--- Start of Records for this task ---

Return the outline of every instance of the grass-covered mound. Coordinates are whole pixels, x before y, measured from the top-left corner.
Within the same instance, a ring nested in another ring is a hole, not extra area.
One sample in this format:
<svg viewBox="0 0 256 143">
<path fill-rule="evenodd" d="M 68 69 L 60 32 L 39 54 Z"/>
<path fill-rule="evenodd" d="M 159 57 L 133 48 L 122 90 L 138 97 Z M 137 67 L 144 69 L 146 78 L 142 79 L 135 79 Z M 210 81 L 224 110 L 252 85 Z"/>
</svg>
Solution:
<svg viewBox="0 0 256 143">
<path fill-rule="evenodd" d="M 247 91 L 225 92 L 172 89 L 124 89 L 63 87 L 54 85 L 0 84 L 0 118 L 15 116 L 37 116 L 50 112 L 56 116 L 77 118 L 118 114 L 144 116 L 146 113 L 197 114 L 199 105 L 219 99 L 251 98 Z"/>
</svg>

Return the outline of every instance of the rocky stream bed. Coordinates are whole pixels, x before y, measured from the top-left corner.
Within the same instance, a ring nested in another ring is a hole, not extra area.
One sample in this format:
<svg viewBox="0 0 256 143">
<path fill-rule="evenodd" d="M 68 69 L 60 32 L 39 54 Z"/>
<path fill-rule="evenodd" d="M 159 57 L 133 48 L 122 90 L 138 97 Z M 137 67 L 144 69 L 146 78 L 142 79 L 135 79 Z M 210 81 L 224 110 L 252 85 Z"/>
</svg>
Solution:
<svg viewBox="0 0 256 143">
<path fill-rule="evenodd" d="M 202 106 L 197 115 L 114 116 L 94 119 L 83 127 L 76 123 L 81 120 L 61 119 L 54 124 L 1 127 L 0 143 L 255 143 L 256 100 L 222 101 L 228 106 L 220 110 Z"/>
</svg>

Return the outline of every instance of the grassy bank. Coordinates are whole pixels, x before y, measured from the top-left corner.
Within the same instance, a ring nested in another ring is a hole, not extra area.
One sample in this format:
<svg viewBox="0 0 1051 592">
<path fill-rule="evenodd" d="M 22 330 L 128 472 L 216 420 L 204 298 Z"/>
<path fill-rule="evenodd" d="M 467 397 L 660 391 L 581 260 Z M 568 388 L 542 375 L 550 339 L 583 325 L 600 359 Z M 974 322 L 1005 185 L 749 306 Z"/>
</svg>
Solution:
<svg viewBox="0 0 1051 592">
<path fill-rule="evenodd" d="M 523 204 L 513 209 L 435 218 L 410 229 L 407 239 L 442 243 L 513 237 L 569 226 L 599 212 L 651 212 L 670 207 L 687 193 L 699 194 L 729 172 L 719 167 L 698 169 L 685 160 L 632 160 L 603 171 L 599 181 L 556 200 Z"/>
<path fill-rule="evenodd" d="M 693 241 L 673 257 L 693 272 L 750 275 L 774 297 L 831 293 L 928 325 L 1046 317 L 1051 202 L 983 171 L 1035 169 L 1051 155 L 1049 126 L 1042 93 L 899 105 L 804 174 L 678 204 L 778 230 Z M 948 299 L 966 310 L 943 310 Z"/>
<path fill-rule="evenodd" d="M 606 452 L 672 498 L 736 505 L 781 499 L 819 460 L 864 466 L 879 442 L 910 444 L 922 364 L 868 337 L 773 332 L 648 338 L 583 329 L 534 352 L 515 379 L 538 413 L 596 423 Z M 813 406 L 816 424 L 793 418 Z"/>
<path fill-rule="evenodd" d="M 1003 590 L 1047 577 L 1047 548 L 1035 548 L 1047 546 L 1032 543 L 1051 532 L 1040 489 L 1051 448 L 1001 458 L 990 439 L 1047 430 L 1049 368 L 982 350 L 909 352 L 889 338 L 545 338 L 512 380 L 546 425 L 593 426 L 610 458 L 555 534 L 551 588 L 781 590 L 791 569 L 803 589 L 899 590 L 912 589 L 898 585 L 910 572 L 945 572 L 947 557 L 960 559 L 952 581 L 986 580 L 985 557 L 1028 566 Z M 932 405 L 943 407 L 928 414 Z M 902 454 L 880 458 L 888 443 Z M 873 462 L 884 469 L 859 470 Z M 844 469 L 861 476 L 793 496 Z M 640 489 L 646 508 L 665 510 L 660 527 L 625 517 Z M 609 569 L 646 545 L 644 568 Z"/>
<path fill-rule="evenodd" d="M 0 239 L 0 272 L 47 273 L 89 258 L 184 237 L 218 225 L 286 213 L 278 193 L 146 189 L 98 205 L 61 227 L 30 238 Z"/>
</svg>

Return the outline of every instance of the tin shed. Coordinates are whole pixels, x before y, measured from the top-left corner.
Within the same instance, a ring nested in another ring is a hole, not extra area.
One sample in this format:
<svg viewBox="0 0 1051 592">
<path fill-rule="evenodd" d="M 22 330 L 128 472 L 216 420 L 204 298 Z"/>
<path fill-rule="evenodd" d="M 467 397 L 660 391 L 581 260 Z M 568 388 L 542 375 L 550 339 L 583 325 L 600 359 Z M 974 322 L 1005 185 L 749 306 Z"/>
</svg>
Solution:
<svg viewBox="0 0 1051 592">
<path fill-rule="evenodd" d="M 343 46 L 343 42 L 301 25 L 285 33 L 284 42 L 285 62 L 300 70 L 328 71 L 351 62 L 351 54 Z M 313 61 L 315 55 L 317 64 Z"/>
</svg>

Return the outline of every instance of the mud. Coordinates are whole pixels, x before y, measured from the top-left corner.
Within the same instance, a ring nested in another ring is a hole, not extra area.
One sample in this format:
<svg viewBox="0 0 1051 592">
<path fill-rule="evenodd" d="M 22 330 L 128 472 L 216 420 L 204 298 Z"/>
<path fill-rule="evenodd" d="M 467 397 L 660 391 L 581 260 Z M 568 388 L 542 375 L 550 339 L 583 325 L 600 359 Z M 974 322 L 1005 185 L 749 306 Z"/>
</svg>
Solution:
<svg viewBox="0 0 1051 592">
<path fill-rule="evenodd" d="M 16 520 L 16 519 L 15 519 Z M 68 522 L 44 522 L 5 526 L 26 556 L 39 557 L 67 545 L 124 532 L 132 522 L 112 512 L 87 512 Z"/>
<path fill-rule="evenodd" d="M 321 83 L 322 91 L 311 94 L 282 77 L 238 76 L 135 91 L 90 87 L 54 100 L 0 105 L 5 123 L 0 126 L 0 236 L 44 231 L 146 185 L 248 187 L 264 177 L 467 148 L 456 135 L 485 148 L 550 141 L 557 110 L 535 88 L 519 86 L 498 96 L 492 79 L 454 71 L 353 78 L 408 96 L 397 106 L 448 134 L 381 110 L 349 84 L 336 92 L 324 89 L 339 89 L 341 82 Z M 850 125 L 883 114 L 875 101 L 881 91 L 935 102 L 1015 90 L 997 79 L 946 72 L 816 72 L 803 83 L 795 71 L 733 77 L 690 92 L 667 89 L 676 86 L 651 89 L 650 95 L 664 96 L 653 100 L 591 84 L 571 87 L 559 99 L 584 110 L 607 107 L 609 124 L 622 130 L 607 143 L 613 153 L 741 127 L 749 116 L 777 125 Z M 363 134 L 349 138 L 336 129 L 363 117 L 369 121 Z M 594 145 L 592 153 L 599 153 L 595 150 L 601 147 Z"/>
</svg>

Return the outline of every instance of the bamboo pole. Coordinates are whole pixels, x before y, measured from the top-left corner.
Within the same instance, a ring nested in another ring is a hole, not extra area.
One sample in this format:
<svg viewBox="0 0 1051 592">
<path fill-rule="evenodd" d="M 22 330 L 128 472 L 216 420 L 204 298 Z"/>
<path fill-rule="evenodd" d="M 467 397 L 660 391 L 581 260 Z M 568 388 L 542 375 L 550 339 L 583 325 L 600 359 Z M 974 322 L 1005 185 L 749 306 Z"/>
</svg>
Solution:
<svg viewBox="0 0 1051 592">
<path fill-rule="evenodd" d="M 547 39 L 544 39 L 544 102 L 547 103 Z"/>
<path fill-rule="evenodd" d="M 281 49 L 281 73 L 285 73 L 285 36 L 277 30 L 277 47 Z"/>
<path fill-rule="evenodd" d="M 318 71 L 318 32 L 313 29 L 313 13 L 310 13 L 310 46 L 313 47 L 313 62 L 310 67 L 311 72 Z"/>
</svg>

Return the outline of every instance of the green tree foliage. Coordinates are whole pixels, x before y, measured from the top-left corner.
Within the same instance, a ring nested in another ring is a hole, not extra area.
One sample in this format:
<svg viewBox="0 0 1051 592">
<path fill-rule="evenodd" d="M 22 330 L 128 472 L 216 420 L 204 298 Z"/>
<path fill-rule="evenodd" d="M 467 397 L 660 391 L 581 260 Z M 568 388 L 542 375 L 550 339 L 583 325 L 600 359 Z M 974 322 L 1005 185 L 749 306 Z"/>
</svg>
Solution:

--- End of Records for this task ---

**Goal:** Arrange the lines above as a Markdown table with the columns Row and Text, beginning at the line that contains "Return the outline of every instance of the bamboo" and ending with the last line of the entries. Put a running number in Row and the line itself in Text, and leave out any blank lines.

**Output of the task:**
| Row | Text |
|---|---|
| 1 | Return the outline of every instance of the bamboo pole. Coordinates are whole pixels, x before y, measured from the top-left corner. |
| 2 | Within the same instance, a ring nested in another ring is a hole, not extra area. |
| 3 | One sample in this format: |
| 4 | <svg viewBox="0 0 1051 592"> |
| 5 | <path fill-rule="evenodd" d="M 22 330 L 128 472 L 216 420 L 204 298 Z"/> |
| 6 | <path fill-rule="evenodd" d="M 467 397 L 660 391 L 581 260 Z M 568 388 L 542 375 L 550 339 L 583 325 L 600 359 Z M 974 322 L 1005 185 L 749 306 Z"/> |
| 7 | </svg> |
| 8 | Solution: |
| 9 | <svg viewBox="0 0 1051 592"> |
| 10 | <path fill-rule="evenodd" d="M 547 39 L 544 39 L 544 102 L 547 103 Z"/> |
| 11 | <path fill-rule="evenodd" d="M 281 49 L 281 73 L 285 73 L 285 36 L 277 30 L 277 47 Z"/> |
| 12 | <path fill-rule="evenodd" d="M 318 71 L 318 32 L 313 29 L 313 13 L 310 13 L 310 46 L 313 47 L 313 62 L 310 67 L 311 72 Z"/> |
| 13 | </svg> |
| 14 | Return the outline of every instance of the green tree foliage. Coordinates are whole pixels, x before y, measured from the top-left corner. |
| 15 | Within the same instance, a ring nested in another ring is a hole, not extra area. |
| 16 | One sample in this format: |
| 17 | <svg viewBox="0 0 1051 592"> |
| 18 | <path fill-rule="evenodd" d="M 22 330 L 128 472 L 216 420 L 204 298 Z"/> |
| 19 | <path fill-rule="evenodd" d="M 467 397 L 660 391 L 581 260 Z M 568 388 L 542 375 L 550 339 L 583 325 L 600 359 Z M 974 322 L 1005 185 L 749 306 Z"/> |
| 20 | </svg> |
| 21 | Solution: |